Work to be completed - Copy the entries from their start through the line containing "254 44 L 250", changing "white scarf" to "wool scarf" and keeping everything else the same. Leave the pictures out of your copy.

(Image segmentation entries)
========================================================================

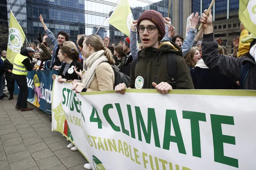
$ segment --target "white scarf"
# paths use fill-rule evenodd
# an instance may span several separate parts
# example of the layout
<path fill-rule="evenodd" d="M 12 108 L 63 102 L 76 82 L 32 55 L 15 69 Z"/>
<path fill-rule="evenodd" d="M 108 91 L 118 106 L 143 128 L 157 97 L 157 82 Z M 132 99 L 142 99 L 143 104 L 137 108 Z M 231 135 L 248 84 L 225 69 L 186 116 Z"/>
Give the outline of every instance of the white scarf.
<path fill-rule="evenodd" d="M 104 55 L 105 51 L 101 50 L 91 55 L 85 61 L 86 65 L 88 67 L 85 71 L 84 84 L 84 87 L 89 88 L 95 76 L 96 68 L 102 62 L 108 61 L 108 60 Z"/>
<path fill-rule="evenodd" d="M 209 68 L 208 67 L 207 65 L 205 65 L 205 64 L 204 64 L 204 62 L 203 59 L 201 59 L 199 60 L 199 61 L 198 61 L 198 62 L 197 62 L 195 66 L 195 67 L 198 67 L 202 68 Z"/>
<path fill-rule="evenodd" d="M 254 44 L 250 50 L 250 54 L 254 59 L 256 62 L 256 44 Z"/>

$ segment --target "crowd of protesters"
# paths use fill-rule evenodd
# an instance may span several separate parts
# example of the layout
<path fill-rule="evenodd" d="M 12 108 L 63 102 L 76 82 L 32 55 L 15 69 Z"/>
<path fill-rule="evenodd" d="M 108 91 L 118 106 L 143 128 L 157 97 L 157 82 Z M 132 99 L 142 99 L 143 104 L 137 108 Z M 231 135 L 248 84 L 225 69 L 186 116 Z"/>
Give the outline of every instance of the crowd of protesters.
<path fill-rule="evenodd" d="M 21 54 L 29 57 L 37 71 L 59 70 L 52 79 L 59 83 L 73 82 L 76 93 L 114 89 L 123 94 L 126 88 L 155 88 L 162 94 L 175 89 L 256 90 L 256 36 L 249 34 L 241 23 L 241 36 L 234 39 L 234 51 L 229 54 L 221 45 L 221 38 L 214 39 L 211 10 L 208 17 L 207 13 L 206 10 L 200 22 L 198 14 L 192 15 L 184 39 L 175 35 L 169 18 L 154 10 L 146 11 L 133 22 L 129 38 L 108 48 L 96 35 L 81 37 L 77 45 L 69 41 L 69 35 L 64 31 L 58 33 L 56 39 L 40 15 L 46 34 L 43 40 L 39 35 L 40 45 L 31 43 L 31 48 L 26 48 L 29 54 L 35 51 L 32 58 L 21 54 Z M 199 23 L 203 28 L 197 34 Z M 141 42 L 139 46 L 138 36 Z M 47 47 L 47 38 L 54 45 L 52 50 Z M 244 38 L 247 40 L 243 41 Z M 3 51 L 0 59 L 0 100 L 8 97 L 3 93 L 5 80 L 9 100 L 13 99 L 14 79 L 18 81 L 12 75 L 13 65 L 6 54 Z M 116 71 L 129 76 L 129 83 L 115 86 Z M 20 108 L 19 105 L 18 101 L 15 108 Z M 72 143 L 67 147 L 77 150 Z M 89 164 L 84 167 L 91 169 Z"/>

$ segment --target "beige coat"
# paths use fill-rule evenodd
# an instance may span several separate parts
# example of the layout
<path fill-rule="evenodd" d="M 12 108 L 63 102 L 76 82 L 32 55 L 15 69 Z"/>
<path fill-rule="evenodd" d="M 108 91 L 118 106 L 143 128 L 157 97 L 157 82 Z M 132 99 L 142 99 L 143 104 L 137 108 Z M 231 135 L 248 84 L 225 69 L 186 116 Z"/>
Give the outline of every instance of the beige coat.
<path fill-rule="evenodd" d="M 95 70 L 96 75 L 86 91 L 97 91 L 113 90 L 115 83 L 115 74 L 111 66 L 107 62 L 100 63 Z M 82 72 L 82 83 L 81 85 L 84 87 L 84 82 L 83 81 L 86 72 Z"/>

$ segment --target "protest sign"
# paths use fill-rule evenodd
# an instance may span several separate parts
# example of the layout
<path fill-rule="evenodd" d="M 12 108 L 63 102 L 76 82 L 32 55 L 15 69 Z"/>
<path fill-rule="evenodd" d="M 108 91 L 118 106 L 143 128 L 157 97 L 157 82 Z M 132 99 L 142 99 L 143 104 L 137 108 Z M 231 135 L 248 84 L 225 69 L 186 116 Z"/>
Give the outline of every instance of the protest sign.
<path fill-rule="evenodd" d="M 26 76 L 29 87 L 27 101 L 48 113 L 51 113 L 52 101 L 52 75 L 58 72 L 53 70 L 39 70 L 37 73 L 33 70 L 29 71 Z M 19 87 L 15 81 L 14 94 L 18 95 Z"/>
<path fill-rule="evenodd" d="M 76 94 L 71 85 L 54 83 L 52 129 L 68 136 L 94 170 L 254 167 L 256 91 Z"/>
<path fill-rule="evenodd" d="M 189 30 L 191 28 L 191 20 L 192 19 L 192 15 L 194 14 L 191 14 L 189 17 L 188 17 L 188 19 L 187 19 L 187 26 L 186 26 L 186 37 L 188 35 L 188 34 L 189 33 Z"/>

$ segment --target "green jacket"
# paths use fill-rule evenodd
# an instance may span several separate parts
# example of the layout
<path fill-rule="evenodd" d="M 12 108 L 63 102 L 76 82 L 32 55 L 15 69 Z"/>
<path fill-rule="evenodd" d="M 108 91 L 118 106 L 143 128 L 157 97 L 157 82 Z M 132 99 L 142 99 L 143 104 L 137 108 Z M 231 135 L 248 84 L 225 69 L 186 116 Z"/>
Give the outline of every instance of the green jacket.
<path fill-rule="evenodd" d="M 124 64 L 125 63 L 125 57 L 123 57 L 120 60 L 116 60 L 115 61 L 116 63 L 119 62 L 120 63 L 120 65 L 118 67 L 118 68 L 119 70 L 121 71 L 122 70 L 123 66 L 124 65 Z"/>
<path fill-rule="evenodd" d="M 176 55 L 176 89 L 194 89 L 188 65 L 181 57 L 181 50 L 176 44 L 169 42 L 163 42 L 159 48 L 150 47 L 141 50 L 139 53 L 135 69 L 131 69 L 129 87 L 151 89 L 154 88 L 153 82 L 158 84 L 163 82 L 170 84 L 167 71 L 167 54 L 169 52 L 177 54 Z"/>

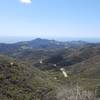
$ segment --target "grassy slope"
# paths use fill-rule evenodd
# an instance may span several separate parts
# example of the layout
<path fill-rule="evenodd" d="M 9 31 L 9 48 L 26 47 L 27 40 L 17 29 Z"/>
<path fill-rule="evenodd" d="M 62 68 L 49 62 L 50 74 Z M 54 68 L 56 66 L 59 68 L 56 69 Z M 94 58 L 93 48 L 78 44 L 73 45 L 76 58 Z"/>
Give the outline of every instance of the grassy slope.
<path fill-rule="evenodd" d="M 0 100 L 53 100 L 58 85 L 44 72 L 0 56 Z"/>

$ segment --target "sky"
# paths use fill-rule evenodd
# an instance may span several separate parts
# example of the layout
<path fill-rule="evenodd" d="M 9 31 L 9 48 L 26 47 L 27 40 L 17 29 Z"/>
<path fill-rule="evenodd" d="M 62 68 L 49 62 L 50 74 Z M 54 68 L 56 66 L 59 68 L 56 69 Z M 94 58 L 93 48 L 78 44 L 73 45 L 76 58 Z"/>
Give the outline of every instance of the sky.
<path fill-rule="evenodd" d="M 100 0 L 0 0 L 0 37 L 100 38 Z"/>

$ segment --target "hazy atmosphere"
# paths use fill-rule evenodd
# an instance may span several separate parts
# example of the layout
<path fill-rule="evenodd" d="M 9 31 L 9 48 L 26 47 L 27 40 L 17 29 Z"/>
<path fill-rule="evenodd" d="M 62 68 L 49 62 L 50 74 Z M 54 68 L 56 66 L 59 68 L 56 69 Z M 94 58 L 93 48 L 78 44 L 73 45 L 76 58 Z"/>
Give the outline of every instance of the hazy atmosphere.
<path fill-rule="evenodd" d="M 98 41 L 100 0 L 1 0 L 0 37 L 0 42 L 37 37 Z"/>

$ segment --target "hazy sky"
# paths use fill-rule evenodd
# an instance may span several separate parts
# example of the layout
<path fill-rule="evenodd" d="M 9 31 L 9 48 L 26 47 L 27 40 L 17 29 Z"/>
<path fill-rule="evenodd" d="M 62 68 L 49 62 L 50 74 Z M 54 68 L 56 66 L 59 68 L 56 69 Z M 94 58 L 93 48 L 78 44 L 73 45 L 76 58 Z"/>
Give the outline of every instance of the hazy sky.
<path fill-rule="evenodd" d="M 100 0 L 0 0 L 0 37 L 100 37 Z"/>

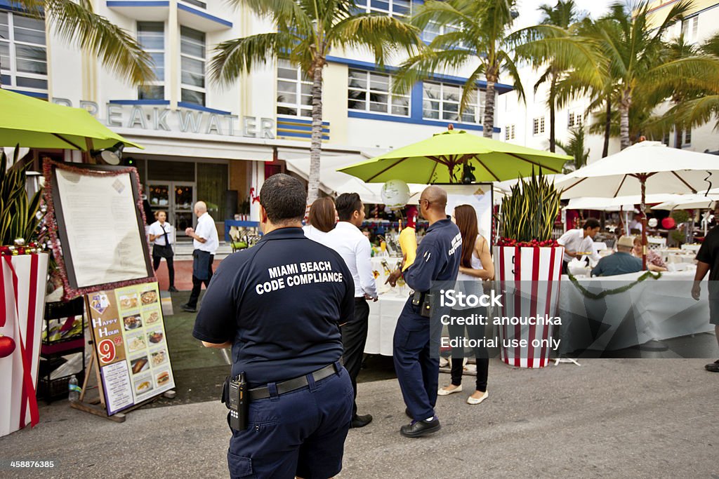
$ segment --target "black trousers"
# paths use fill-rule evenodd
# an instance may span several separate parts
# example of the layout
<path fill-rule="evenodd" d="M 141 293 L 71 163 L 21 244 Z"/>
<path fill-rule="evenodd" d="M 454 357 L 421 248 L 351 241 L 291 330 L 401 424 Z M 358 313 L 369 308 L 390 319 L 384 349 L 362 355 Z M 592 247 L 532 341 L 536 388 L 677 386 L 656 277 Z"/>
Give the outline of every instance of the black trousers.
<path fill-rule="evenodd" d="M 370 317 L 370 305 L 365 298 L 354 298 L 354 319 L 339 328 L 342 335 L 342 345 L 344 353 L 342 361 L 344 368 L 349 373 L 354 391 L 354 401 L 352 403 L 352 417 L 357 414 L 357 375 L 362 368 L 362 358 L 367 343 L 367 320 Z"/>
<path fill-rule="evenodd" d="M 486 308 L 477 310 L 452 310 L 452 316 L 469 316 L 475 312 L 487 315 Z M 466 333 L 465 333 L 466 328 Z M 464 325 L 451 324 L 447 325 L 449 338 L 454 339 L 464 337 L 470 340 L 479 340 L 485 338 L 485 326 L 480 325 Z M 466 334 L 466 335 L 465 335 Z M 490 358 L 489 351 L 484 346 L 472 348 L 475 360 L 477 361 L 477 391 L 487 391 L 487 378 L 489 375 Z M 454 386 L 462 384 L 462 373 L 464 362 L 464 348 L 459 346 L 452 348 L 452 383 Z"/>
<path fill-rule="evenodd" d="M 152 256 L 152 267 L 155 271 L 157 271 L 157 268 L 160 267 L 160 260 L 162 259 L 161 256 Z M 170 286 L 175 286 L 175 260 L 173 258 L 165 258 L 168 261 L 168 276 L 170 276 Z"/>
<path fill-rule="evenodd" d="M 206 288 L 210 285 L 210 279 L 212 279 L 212 262 L 215 259 L 215 255 L 210 255 L 210 261 L 208 264 L 207 279 L 199 279 L 194 274 L 192 275 L 192 292 L 190 292 L 190 299 L 187 301 L 187 305 L 190 307 L 197 307 L 197 300 L 200 298 L 200 289 L 202 289 L 202 284 L 205 284 Z M 196 261 L 197 259 L 196 259 Z"/>

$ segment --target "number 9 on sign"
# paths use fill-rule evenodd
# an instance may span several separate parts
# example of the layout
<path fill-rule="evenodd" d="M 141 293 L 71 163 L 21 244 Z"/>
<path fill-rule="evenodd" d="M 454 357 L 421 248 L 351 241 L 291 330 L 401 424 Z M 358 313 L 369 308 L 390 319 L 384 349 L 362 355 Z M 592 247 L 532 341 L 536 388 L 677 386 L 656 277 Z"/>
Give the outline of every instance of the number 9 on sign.
<path fill-rule="evenodd" d="M 115 358 L 115 345 L 111 340 L 106 339 L 97 345 L 97 352 L 100 355 L 100 361 L 107 364 Z"/>

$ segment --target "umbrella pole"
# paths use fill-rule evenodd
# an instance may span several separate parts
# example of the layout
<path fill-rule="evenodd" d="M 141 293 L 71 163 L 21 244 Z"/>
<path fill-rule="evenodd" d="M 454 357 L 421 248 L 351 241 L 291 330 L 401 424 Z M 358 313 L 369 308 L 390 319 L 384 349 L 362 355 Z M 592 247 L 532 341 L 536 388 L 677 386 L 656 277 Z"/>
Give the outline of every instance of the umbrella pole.
<path fill-rule="evenodd" d="M 641 269 L 646 271 L 646 175 L 639 177 L 641 182 Z"/>

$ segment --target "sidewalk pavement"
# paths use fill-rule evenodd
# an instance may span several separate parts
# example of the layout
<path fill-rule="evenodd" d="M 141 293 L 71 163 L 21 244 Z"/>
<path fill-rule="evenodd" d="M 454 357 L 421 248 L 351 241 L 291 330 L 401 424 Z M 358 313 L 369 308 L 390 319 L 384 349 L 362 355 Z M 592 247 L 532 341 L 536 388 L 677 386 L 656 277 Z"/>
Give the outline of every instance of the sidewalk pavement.
<path fill-rule="evenodd" d="M 359 386 L 360 414 L 339 477 L 719 479 L 719 374 L 705 360 L 587 359 L 581 367 L 519 370 L 493 360 L 489 399 L 473 386 L 439 397 L 442 429 L 400 436 L 408 419 L 395 380 Z M 440 376 L 440 384 L 449 375 Z M 0 477 L 226 478 L 229 432 L 219 401 L 145 408 L 116 424 L 42 406 L 41 423 L 0 438 L 0 459 L 55 460 L 52 470 Z"/>

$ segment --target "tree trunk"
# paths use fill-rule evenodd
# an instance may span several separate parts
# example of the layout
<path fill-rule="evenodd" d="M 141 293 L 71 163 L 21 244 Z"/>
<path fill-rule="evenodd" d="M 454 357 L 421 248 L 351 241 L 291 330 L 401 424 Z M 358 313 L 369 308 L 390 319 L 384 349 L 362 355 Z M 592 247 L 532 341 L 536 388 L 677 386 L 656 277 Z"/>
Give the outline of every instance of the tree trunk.
<path fill-rule="evenodd" d="M 552 153 L 557 149 L 557 131 L 554 129 L 557 110 L 555 101 L 557 97 L 557 75 L 551 74 L 551 83 L 549 85 L 549 151 Z"/>
<path fill-rule="evenodd" d="M 494 131 L 494 104 L 495 104 L 495 78 L 487 78 L 486 104 L 485 105 L 485 118 L 482 122 L 482 136 L 485 138 L 492 138 Z"/>
<path fill-rule="evenodd" d="M 631 146 L 629 139 L 629 107 L 631 106 L 631 93 L 628 90 L 622 92 L 619 102 L 619 137 L 620 148 L 624 149 Z"/>
<path fill-rule="evenodd" d="M 607 97 L 607 116 L 604 119 L 604 149 L 602 150 L 602 158 L 609 155 L 609 139 L 612 134 L 612 100 Z"/>
<path fill-rule="evenodd" d="M 307 204 L 319 196 L 319 159 L 322 150 L 322 68 L 318 63 L 312 73 L 312 142 L 310 146 L 310 177 Z"/>

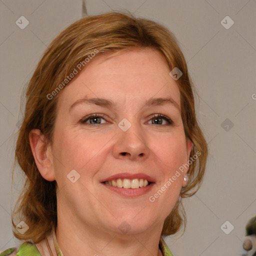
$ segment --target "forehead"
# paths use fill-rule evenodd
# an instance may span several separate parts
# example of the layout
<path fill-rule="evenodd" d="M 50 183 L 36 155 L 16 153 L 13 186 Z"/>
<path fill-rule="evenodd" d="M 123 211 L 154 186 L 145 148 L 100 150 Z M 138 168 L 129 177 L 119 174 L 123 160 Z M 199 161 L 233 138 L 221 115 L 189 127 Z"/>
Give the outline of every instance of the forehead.
<path fill-rule="evenodd" d="M 62 92 L 58 104 L 70 106 L 88 96 L 108 98 L 121 106 L 152 98 L 171 96 L 180 106 L 178 88 L 158 51 L 132 50 L 107 58 L 109 54 L 99 54 L 92 58 Z"/>

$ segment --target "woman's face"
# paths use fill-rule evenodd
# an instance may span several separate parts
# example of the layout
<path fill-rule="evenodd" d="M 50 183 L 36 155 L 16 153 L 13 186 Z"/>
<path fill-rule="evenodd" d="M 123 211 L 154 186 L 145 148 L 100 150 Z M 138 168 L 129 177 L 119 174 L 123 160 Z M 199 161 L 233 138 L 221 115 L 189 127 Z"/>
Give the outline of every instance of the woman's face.
<path fill-rule="evenodd" d="M 58 214 L 102 232 L 162 230 L 186 184 L 176 171 L 192 146 L 178 86 L 156 51 L 104 57 L 90 60 L 58 100 L 51 148 Z M 150 186 L 118 188 L 145 180 Z"/>

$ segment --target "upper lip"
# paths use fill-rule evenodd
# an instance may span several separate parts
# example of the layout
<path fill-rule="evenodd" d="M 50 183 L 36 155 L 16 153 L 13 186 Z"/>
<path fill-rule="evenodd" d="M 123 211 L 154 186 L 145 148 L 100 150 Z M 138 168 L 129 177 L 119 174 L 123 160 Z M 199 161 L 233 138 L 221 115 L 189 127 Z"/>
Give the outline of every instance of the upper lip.
<path fill-rule="evenodd" d="M 134 178 L 144 178 L 152 183 L 155 182 L 154 179 L 152 177 L 150 177 L 145 174 L 129 174 L 128 172 L 122 172 L 112 175 L 102 180 L 100 182 L 108 182 L 112 180 L 117 180 L 118 178 L 128 178 L 130 180 L 133 180 Z"/>

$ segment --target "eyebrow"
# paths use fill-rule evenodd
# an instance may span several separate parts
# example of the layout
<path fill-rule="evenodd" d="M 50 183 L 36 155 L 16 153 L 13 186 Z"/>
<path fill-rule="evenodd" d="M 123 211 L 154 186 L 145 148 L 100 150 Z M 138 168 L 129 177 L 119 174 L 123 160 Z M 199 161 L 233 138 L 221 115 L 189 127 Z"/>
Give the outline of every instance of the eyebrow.
<path fill-rule="evenodd" d="M 75 106 L 80 104 L 88 104 L 98 105 L 105 108 L 112 108 L 116 106 L 116 104 L 111 100 L 108 100 L 104 98 L 80 98 L 73 103 L 70 107 L 70 111 Z M 166 104 L 170 104 L 180 112 L 180 106 L 172 98 L 150 98 L 145 102 L 145 106 L 162 106 Z"/>

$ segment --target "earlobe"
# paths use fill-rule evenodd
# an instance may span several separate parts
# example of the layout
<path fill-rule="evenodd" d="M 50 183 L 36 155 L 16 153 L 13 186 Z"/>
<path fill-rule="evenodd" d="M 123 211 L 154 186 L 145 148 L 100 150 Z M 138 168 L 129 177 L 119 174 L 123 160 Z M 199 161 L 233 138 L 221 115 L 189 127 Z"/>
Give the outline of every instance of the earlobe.
<path fill-rule="evenodd" d="M 30 142 L 34 162 L 42 176 L 47 180 L 55 180 L 53 158 L 51 146 L 38 129 L 33 129 L 30 132 Z"/>
<path fill-rule="evenodd" d="M 190 154 L 191 153 L 191 151 L 192 150 L 192 148 L 193 148 L 194 144 L 193 142 L 189 139 L 188 139 L 186 142 L 186 162 L 189 162 L 188 161 L 190 158 Z M 188 172 L 189 170 L 189 166 L 186 168 L 184 172 L 184 177 L 182 180 L 182 186 L 185 186 L 187 184 L 188 180 L 188 174 L 186 174 Z"/>

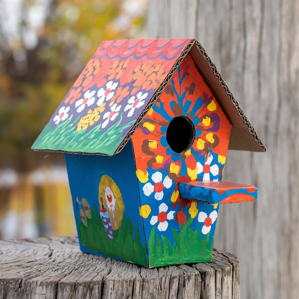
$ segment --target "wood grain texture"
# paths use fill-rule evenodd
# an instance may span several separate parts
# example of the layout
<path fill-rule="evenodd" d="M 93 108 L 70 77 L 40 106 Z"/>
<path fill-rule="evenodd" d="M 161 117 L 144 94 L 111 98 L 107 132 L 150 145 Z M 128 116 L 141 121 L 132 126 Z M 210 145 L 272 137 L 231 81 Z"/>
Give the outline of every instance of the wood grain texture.
<path fill-rule="evenodd" d="M 239 299 L 239 260 L 152 269 L 83 253 L 74 237 L 0 241 L 0 298 Z"/>
<path fill-rule="evenodd" d="M 299 1 L 150 0 L 149 38 L 195 37 L 263 141 L 229 151 L 224 180 L 254 185 L 254 203 L 224 205 L 214 244 L 242 265 L 242 298 L 299 294 Z"/>

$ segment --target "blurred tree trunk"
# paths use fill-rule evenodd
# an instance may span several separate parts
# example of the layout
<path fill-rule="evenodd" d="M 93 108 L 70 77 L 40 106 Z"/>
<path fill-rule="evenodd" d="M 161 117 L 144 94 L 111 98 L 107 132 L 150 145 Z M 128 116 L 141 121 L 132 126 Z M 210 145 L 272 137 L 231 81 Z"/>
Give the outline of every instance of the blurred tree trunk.
<path fill-rule="evenodd" d="M 223 205 L 214 246 L 240 260 L 241 298 L 299 294 L 299 1 L 150 0 L 150 38 L 194 37 L 268 149 L 229 151 L 224 180 L 254 203 Z"/>

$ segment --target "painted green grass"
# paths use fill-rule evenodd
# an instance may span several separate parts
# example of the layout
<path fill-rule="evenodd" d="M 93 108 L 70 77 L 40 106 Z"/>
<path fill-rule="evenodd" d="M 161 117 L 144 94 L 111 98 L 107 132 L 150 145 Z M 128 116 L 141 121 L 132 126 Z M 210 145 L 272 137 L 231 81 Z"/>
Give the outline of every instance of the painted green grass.
<path fill-rule="evenodd" d="M 143 246 L 141 242 L 138 224 L 136 224 L 134 236 L 133 224 L 128 217 L 126 219 L 124 214 L 120 226 L 115 231 L 114 237 L 111 240 L 107 235 L 100 213 L 95 208 L 94 210 L 95 212 L 91 210 L 91 218 L 87 219 L 87 227 L 80 220 L 76 219 L 82 244 L 95 253 L 118 257 L 147 267 L 146 248 L 145 244 Z"/>
<path fill-rule="evenodd" d="M 161 240 L 156 234 L 155 226 L 153 227 L 149 239 L 150 267 L 172 264 L 211 261 L 213 237 L 210 244 L 209 239 L 210 233 L 202 239 L 199 228 L 193 232 L 189 227 L 193 220 L 192 218 L 189 218 L 179 233 L 172 229 L 174 238 L 174 245 L 172 245 L 168 239 L 164 236 L 161 236 Z"/>
<path fill-rule="evenodd" d="M 119 120 L 103 133 L 101 123 L 86 132 L 87 129 L 77 131 L 79 116 L 71 122 L 73 116 L 51 129 L 50 123 L 45 127 L 32 146 L 36 150 L 52 150 L 82 152 L 100 152 L 112 155 L 114 153 L 123 140 L 123 130 L 132 126 L 136 120 L 118 127 L 123 119 Z"/>

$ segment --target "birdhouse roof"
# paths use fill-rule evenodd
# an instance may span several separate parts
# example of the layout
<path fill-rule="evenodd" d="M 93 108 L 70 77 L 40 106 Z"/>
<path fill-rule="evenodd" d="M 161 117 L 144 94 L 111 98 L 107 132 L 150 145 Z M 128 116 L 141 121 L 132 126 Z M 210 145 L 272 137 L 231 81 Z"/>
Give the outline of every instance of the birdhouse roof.
<path fill-rule="evenodd" d="M 103 42 L 32 148 L 112 155 L 120 151 L 188 53 L 232 125 L 229 149 L 265 146 L 194 39 Z"/>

========================================================================

Complete answer -
$ segment --target "wool scarf"
# paths use fill-rule evenodd
# an instance may span several separate parts
# example of the layout
<path fill-rule="evenodd" d="M 12 108 L 63 102 L 76 82 L 32 55 L 15 69 Z"/>
<path fill-rule="evenodd" d="M 108 91 L 118 106 L 143 128 L 157 97 L 157 82 Z M 132 99 L 142 99 L 143 104 L 137 108 Z M 231 135 L 248 84 L 225 69 L 186 116 Z"/>
Give the outline of every instance of the wool scarf.
<path fill-rule="evenodd" d="M 104 55 L 105 51 L 101 50 L 91 55 L 85 61 L 86 65 L 88 67 L 85 71 L 84 84 L 84 87 L 89 88 L 95 76 L 96 68 L 102 62 L 108 61 L 108 60 Z"/>
<path fill-rule="evenodd" d="M 209 68 L 208 67 L 207 65 L 205 65 L 205 64 L 204 64 L 204 62 L 203 59 L 201 59 L 199 60 L 199 61 L 198 61 L 198 62 L 197 62 L 195 66 L 195 67 L 198 67 L 202 68 Z"/>
<path fill-rule="evenodd" d="M 254 44 L 250 50 L 250 54 L 254 59 L 256 62 L 256 44 Z"/>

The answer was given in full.